__What is being asked__:
All lines in the data below carrying the string "wing" are to be located and copied.

__Data for the task__:
☆ ☆ ☆ ☆

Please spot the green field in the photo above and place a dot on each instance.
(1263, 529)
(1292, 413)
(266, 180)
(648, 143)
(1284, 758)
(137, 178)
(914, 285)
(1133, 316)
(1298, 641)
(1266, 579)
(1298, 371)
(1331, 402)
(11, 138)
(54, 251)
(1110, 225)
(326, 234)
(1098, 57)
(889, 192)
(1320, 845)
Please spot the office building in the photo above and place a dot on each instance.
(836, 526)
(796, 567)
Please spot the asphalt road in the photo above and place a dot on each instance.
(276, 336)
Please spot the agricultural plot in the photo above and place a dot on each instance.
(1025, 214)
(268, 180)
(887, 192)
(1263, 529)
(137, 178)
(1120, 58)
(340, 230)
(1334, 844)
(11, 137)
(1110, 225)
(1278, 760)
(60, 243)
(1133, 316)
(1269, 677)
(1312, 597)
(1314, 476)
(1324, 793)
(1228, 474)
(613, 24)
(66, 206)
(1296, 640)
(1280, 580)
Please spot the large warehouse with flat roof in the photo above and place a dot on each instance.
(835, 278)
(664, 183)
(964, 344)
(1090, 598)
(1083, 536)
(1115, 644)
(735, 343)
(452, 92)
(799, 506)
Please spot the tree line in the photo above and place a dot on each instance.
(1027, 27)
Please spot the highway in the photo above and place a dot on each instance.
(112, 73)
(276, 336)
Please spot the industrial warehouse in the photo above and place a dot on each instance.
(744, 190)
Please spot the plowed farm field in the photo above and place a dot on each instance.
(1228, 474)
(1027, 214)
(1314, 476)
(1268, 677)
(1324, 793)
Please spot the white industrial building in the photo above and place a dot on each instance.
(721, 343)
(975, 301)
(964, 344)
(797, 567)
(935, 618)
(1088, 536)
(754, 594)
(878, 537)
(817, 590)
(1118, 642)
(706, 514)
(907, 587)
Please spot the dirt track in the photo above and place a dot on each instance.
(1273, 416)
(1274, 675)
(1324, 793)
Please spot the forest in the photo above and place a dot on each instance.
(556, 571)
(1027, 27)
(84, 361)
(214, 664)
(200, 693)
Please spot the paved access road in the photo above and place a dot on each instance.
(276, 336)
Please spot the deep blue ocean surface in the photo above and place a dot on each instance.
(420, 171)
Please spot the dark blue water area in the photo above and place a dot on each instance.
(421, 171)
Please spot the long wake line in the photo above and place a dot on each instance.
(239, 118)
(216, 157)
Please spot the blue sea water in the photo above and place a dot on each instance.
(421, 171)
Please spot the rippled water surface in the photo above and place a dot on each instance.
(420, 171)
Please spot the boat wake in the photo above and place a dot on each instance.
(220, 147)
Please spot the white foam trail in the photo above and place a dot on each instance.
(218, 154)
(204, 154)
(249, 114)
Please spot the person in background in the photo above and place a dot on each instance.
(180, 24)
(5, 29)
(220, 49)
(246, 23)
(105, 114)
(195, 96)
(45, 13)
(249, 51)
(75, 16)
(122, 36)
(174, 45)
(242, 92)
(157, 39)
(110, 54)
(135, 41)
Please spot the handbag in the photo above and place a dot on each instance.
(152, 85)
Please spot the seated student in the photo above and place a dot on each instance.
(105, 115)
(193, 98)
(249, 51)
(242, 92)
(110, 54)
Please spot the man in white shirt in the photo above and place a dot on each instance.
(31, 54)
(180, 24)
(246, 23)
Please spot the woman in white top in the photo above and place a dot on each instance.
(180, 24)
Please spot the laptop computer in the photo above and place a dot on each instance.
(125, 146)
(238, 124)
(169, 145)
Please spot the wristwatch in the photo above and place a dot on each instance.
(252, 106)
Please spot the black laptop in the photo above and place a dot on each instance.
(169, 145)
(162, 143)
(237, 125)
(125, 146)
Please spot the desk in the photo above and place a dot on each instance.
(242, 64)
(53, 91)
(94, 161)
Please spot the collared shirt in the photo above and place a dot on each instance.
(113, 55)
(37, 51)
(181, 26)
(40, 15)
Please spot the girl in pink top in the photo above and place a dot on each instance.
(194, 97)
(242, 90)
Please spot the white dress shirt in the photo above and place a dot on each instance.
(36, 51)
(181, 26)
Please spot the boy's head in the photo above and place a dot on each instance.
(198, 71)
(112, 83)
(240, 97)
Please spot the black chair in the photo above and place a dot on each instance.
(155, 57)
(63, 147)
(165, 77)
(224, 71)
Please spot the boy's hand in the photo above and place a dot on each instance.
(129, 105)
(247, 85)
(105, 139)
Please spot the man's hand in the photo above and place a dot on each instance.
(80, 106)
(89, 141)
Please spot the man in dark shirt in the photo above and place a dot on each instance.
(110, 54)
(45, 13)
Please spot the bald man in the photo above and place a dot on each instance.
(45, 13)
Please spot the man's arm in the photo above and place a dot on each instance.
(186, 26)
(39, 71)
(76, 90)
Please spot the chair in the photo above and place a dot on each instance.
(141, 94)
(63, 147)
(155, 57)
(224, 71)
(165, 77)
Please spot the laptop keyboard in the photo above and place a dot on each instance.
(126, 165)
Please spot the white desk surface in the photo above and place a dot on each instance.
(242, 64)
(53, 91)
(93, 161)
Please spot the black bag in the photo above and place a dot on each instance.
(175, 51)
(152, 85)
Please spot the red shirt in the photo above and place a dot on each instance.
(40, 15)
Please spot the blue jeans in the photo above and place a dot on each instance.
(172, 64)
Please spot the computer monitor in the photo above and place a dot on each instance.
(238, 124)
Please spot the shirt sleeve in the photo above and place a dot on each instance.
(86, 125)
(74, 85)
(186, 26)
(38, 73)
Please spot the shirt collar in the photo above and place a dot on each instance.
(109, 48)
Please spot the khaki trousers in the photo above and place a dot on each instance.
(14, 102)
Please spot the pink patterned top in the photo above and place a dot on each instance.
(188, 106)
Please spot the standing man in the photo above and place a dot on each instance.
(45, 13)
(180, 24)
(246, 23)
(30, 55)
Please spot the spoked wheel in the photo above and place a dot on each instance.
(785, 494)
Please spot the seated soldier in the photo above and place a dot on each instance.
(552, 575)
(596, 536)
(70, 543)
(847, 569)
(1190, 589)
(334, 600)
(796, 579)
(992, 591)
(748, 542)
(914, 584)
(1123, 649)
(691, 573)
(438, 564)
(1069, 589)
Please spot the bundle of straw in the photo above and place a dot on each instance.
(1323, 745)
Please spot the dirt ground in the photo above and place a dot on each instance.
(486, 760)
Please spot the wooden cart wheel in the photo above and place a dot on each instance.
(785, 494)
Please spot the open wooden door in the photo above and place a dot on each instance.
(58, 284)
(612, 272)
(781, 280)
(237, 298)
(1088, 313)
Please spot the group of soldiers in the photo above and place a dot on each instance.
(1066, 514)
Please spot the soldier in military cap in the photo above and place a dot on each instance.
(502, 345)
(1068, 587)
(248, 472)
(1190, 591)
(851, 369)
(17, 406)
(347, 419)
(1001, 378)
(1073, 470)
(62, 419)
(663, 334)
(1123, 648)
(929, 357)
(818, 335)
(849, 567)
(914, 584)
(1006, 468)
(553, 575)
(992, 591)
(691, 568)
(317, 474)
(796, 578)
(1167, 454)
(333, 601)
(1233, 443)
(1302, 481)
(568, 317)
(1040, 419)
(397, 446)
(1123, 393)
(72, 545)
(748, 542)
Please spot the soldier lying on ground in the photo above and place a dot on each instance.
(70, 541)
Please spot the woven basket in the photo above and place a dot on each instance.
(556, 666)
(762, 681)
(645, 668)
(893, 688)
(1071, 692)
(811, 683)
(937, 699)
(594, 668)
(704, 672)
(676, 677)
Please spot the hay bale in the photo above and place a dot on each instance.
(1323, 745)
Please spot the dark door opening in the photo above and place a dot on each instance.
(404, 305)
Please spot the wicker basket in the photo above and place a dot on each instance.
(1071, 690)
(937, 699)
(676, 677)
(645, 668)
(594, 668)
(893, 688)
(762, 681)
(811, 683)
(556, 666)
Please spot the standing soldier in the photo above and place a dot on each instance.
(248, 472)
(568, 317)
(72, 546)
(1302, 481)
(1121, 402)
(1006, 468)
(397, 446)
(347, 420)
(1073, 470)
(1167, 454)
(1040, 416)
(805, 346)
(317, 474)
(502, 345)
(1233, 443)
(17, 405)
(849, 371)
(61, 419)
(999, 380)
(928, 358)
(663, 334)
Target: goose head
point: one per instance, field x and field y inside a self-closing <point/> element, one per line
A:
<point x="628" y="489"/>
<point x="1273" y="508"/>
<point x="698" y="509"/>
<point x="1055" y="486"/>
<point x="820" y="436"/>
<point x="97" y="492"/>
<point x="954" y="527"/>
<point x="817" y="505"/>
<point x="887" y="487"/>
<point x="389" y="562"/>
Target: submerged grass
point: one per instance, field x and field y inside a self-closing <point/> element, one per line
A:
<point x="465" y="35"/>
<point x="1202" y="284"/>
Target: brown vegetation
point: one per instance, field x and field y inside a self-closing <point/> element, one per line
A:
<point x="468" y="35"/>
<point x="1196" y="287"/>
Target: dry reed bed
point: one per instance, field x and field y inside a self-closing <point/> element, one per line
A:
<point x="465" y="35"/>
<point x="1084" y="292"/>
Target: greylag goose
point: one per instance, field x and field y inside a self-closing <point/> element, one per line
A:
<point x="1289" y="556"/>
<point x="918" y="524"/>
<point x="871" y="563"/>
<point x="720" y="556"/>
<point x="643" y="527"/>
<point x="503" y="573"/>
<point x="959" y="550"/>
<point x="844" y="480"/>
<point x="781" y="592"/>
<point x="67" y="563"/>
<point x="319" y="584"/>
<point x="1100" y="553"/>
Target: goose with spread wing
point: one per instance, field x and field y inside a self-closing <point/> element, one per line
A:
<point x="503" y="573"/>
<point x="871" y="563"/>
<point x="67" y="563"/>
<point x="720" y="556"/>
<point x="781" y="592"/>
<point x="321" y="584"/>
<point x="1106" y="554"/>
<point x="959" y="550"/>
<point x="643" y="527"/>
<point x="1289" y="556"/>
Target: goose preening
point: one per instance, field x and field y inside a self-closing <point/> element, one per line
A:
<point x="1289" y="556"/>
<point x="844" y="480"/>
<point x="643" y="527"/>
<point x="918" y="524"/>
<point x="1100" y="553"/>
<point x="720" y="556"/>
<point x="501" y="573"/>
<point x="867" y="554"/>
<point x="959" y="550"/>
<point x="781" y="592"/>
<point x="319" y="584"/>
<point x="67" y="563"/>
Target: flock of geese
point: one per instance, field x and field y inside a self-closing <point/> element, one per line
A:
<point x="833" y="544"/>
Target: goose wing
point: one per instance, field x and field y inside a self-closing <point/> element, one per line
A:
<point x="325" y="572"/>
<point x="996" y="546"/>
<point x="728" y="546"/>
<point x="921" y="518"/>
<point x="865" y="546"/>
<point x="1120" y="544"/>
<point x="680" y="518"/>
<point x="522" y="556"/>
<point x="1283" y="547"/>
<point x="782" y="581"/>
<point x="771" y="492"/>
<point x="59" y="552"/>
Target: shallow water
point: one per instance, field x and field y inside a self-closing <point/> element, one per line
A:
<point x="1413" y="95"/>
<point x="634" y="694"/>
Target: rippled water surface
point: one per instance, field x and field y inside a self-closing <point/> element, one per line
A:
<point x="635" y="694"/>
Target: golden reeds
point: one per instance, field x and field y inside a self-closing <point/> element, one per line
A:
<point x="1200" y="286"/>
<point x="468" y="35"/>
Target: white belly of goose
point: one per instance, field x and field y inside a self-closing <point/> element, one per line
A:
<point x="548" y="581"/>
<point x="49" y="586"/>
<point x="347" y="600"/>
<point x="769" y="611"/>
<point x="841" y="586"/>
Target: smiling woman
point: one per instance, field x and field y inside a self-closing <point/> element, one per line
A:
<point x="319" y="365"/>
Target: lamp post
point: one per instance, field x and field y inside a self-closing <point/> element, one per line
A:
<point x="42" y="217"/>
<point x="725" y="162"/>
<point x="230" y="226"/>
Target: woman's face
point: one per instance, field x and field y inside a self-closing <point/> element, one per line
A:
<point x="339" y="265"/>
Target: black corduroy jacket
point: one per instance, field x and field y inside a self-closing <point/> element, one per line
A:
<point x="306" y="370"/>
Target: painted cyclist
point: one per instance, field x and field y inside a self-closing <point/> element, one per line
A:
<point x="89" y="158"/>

☆ ☆ ☆ ☆

__Solution to this exercise__:
Target: goose with spread wing
Target: goose wing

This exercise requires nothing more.